Saved data entries
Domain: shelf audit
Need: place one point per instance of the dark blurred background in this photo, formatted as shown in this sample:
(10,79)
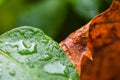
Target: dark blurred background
(57,18)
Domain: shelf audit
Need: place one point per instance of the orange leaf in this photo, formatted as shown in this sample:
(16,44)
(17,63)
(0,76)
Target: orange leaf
(100,38)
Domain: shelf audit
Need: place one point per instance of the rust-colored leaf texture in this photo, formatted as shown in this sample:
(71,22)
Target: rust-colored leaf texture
(94,49)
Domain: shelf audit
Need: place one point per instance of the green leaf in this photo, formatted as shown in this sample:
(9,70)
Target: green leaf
(47,15)
(26,53)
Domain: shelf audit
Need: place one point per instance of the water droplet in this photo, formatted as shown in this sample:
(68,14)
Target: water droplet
(58,55)
(55,68)
(31,65)
(45,57)
(12,73)
(40,66)
(26,50)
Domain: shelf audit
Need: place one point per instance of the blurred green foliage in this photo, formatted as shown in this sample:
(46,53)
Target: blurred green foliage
(57,18)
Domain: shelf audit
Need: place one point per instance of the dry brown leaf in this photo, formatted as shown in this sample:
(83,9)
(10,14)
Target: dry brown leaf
(100,38)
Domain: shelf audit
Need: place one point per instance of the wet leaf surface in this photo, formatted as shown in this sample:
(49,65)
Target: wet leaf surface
(26,53)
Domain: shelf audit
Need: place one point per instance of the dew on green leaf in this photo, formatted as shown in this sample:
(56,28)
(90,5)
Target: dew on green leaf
(55,68)
(27,60)
(12,73)
(25,50)
(45,57)
(31,65)
(40,66)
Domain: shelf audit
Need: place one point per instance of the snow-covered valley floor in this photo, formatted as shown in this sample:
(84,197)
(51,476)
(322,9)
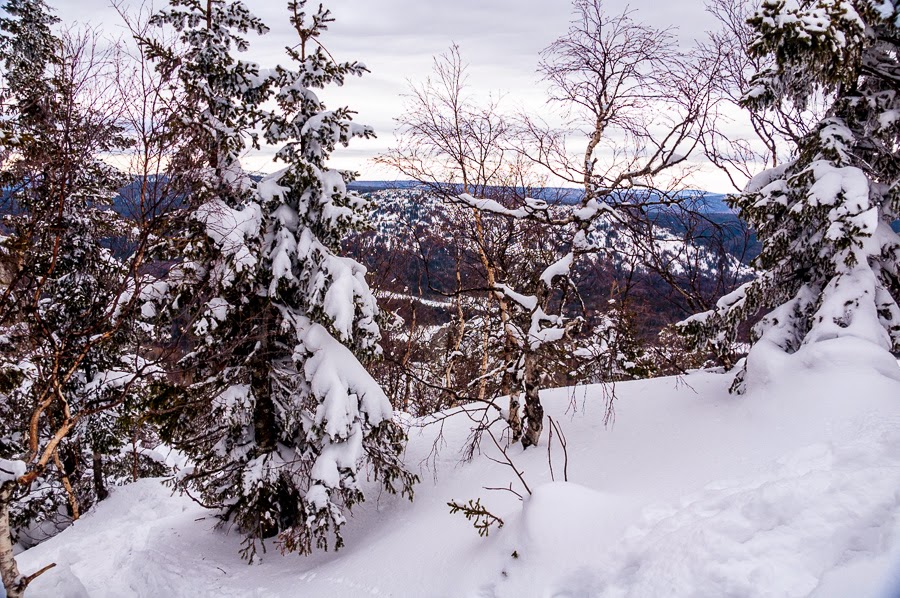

• Job: Reproduce all of the entries above word for word, omitting the pictures.

• The solution:
Domain: shelf audit
Need: place one point per instance of the dark blurred background in this photo, formatted as shown in this sample:
(10,79)
Target: dark blurred background
(57,18)
Domain: shelf audit
Need: place one point per instance of the orange leaf in this photo, formatted as shown in this sample:
(16,44)
(17,63)
(0,76)
Target: orange leaf
(100,38)
Domain: shelf audit
Need: place one point per instance of the rust-colored leaf texture in this photo, formatted as shown in this sample:
(71,22)
Target: rust-colored leaf texture
(94,49)
Domain: shelf audit
Need: place one point per instance of the green leaf in this photo, formatted as shown in this sample:
(9,70)
Target: green leaf
(47,15)
(26,53)
Domain: shelf audit
Need: place one point per instance of the water droplet in this photo, formatted as shown in this sample:
(68,14)
Target: water droplet
(58,55)
(55,68)
(31,65)
(45,57)
(12,73)
(40,66)
(26,50)
Domain: shelf audit
Need: place one point per instance of the blurred green foliage in this photo, formatted as shown in this sample:
(46,53)
Target: blurred green foliage
(57,18)
Domain: shelf audit
Need: place one point per instance of the dry brown leaf in this photo, formatted as shown in this sample:
(83,9)
(10,14)
Target: dry brown leaf
(100,38)
Domain: shelf audit
Need: place one point per instance of the wet leaf surface in this photo, formatted as shown in this sample:
(49,65)
Target: wet leaf surface
(26,53)
Domain: shelf audit
Need: place one point per instance of the dew on green leaf in this photo, formatted as shown in this sample:
(56,28)
(90,5)
Target: dew on green leaf
(55,68)
(27,60)
(12,73)
(25,50)
(45,57)
(31,65)
(40,66)
Domain: shelf audit
Need: place one point per instance of the snow-covered valley floor in this photo, formatted as shown in this sample:
(84,197)
(51,476)
(322,9)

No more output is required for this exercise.